Filter the records below, keeping every line that contains the word "water".
━━━ Material shown
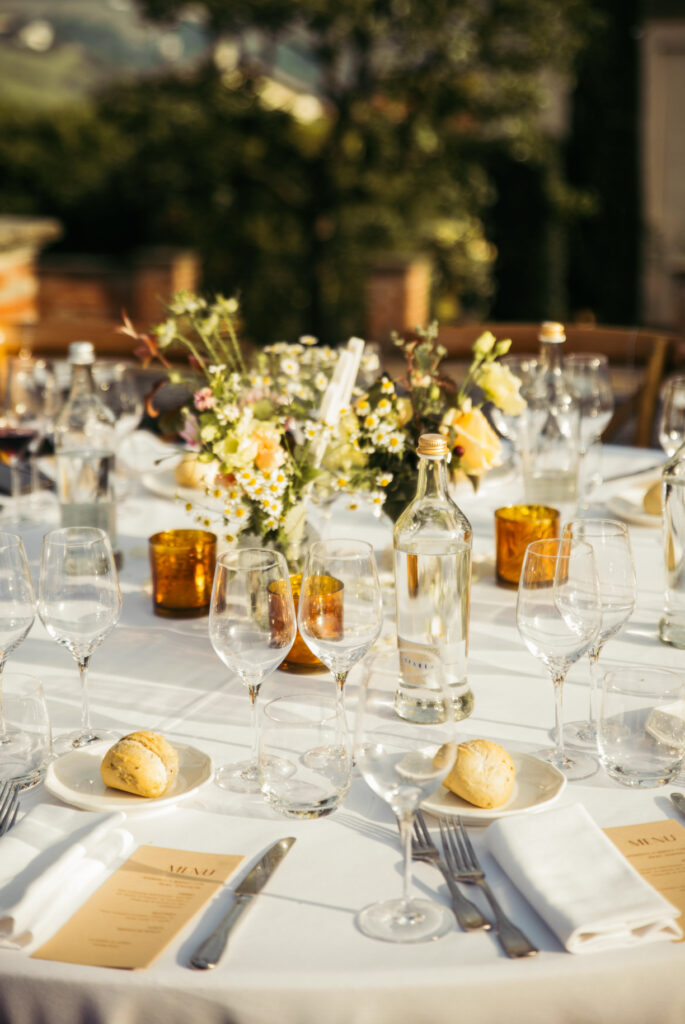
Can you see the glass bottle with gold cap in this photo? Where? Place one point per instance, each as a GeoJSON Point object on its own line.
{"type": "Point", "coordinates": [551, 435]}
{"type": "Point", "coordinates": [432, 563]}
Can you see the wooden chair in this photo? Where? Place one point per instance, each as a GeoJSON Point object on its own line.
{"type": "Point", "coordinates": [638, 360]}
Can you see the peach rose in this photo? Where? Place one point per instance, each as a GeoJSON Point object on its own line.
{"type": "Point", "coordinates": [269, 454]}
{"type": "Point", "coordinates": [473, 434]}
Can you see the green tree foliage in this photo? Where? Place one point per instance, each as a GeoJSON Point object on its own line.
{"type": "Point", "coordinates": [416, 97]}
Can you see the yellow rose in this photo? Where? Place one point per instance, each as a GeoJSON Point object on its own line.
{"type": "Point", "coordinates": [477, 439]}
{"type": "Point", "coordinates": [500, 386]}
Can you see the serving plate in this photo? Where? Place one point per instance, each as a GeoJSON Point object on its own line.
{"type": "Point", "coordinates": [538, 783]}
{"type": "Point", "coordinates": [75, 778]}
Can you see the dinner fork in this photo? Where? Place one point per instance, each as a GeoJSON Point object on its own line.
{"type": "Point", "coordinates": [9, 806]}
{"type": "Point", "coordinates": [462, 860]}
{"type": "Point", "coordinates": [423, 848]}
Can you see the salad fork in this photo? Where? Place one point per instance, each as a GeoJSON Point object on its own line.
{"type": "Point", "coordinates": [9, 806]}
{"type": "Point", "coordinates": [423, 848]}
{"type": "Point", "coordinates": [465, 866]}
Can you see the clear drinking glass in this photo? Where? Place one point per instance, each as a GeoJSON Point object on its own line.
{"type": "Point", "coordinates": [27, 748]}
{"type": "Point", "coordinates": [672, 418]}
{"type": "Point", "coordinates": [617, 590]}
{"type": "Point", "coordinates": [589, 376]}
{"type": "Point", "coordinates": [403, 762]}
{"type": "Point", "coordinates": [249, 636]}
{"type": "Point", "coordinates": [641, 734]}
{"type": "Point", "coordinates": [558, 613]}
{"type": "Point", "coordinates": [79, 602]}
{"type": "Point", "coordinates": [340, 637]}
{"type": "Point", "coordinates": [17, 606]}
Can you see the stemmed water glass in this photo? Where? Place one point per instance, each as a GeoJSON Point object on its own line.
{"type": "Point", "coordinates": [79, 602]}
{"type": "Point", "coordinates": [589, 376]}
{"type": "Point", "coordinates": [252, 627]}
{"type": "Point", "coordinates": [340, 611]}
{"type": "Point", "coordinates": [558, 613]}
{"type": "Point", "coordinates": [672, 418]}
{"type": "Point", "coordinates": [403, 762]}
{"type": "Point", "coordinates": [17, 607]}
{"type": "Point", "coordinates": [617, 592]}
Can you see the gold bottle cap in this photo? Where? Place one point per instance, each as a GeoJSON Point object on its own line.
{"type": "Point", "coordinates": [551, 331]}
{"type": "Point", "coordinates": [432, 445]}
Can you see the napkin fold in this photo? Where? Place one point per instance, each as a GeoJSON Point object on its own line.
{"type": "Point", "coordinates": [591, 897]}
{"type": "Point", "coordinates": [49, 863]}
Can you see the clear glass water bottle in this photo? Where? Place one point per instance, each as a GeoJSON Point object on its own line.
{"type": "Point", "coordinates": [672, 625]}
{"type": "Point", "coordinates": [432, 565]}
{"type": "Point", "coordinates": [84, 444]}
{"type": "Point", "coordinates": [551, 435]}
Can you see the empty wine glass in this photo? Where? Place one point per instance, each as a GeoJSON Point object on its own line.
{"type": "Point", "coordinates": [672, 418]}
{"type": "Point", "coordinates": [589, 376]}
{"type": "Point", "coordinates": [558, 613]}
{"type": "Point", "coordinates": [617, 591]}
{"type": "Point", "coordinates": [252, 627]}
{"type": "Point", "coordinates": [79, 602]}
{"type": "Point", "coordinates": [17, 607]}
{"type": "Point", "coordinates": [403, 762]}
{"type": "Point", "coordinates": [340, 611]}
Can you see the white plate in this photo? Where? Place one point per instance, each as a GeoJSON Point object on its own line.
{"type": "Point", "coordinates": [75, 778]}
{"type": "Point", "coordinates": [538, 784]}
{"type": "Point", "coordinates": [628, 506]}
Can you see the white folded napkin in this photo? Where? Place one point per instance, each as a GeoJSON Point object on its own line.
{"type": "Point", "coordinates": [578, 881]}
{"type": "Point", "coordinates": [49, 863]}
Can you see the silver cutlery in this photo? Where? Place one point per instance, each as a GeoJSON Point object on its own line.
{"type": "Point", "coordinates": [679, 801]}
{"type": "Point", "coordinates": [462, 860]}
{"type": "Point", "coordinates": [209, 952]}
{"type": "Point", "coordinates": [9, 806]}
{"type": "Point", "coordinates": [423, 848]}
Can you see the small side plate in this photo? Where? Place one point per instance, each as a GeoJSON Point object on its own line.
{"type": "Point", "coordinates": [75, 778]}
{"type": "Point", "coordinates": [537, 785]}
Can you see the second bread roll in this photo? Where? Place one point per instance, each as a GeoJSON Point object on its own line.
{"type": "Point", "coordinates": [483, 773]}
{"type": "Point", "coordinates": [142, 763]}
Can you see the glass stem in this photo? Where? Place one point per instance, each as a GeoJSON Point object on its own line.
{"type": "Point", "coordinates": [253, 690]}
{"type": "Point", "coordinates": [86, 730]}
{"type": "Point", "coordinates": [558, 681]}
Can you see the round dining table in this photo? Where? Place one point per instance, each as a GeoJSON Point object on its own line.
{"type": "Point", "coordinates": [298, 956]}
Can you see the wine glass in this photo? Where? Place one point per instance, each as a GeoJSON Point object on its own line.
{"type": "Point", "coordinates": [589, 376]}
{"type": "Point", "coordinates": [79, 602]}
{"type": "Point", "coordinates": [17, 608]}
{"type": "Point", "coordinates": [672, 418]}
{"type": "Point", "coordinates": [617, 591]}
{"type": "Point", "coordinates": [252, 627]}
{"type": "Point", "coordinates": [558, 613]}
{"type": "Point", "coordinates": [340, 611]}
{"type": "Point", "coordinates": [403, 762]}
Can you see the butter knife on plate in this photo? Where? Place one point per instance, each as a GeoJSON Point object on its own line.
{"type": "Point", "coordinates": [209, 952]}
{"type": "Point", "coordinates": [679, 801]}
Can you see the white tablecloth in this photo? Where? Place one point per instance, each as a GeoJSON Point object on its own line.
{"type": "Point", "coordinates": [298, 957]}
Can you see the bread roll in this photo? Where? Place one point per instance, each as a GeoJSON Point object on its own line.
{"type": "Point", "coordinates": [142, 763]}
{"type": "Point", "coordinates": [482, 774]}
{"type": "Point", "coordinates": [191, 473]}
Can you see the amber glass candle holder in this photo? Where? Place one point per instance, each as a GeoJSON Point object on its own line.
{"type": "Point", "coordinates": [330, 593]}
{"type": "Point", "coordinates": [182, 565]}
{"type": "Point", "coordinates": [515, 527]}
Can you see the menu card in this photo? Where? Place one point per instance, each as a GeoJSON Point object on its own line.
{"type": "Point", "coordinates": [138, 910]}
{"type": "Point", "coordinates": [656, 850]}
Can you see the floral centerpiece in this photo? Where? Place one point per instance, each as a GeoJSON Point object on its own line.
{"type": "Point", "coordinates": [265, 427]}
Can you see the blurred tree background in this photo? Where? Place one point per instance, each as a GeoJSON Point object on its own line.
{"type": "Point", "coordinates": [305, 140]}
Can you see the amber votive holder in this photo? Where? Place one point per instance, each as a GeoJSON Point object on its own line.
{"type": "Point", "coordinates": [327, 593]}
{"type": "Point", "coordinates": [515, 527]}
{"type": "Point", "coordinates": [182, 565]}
━━━━━━
━━━ Material shown
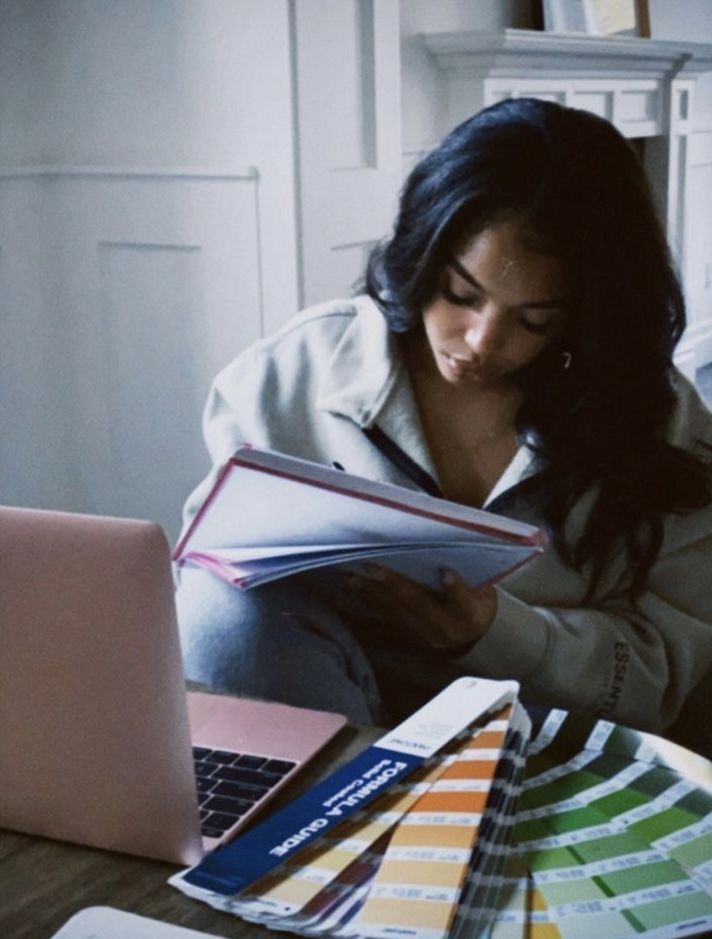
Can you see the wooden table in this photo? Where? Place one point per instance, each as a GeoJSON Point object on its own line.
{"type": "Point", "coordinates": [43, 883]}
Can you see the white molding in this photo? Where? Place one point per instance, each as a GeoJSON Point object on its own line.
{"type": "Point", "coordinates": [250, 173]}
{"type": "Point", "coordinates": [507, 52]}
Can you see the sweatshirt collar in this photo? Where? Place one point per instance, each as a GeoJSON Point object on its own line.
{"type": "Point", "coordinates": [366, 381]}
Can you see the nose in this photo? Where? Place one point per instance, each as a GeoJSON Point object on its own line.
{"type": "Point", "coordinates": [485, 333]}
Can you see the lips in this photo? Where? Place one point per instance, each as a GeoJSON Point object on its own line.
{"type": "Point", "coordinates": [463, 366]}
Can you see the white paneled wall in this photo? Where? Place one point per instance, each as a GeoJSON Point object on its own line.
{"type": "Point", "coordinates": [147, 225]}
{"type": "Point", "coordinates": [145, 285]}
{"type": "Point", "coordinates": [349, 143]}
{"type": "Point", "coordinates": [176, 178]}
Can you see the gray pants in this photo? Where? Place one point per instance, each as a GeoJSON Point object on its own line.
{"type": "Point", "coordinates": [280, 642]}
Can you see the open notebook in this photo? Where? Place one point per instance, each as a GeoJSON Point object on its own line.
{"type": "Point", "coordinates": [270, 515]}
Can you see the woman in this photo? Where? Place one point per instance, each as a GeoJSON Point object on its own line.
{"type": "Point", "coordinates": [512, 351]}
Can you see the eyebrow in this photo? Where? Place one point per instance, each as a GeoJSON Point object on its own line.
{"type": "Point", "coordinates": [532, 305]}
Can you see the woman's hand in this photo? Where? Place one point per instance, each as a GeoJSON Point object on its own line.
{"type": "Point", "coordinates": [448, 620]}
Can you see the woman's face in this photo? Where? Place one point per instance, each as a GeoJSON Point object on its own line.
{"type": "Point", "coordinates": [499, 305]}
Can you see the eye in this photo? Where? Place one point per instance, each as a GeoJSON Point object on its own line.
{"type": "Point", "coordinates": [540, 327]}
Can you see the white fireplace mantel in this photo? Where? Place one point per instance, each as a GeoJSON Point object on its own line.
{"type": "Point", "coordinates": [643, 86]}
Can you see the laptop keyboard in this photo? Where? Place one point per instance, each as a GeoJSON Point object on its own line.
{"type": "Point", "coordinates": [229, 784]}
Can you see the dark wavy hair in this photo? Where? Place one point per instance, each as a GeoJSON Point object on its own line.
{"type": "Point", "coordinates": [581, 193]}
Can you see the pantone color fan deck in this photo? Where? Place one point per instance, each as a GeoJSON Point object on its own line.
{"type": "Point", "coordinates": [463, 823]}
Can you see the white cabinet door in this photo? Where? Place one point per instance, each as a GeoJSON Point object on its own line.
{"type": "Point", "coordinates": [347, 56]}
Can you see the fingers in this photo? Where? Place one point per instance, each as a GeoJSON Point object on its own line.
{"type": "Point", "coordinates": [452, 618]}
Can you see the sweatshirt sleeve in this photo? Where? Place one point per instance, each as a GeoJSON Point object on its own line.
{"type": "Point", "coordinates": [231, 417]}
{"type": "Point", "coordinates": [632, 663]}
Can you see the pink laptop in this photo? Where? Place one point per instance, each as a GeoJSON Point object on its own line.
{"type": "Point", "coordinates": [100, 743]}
━━━━━━
● **Solution for this exercise**:
Can you see the stemmed water glass in this photo? Where? Place one point per instance, each as a GeoJSON Point object on its own line.
Can you see the clear glass water bottle in this photo? Where? Place one point per instance, each as a GeoJSON Point object on its own line.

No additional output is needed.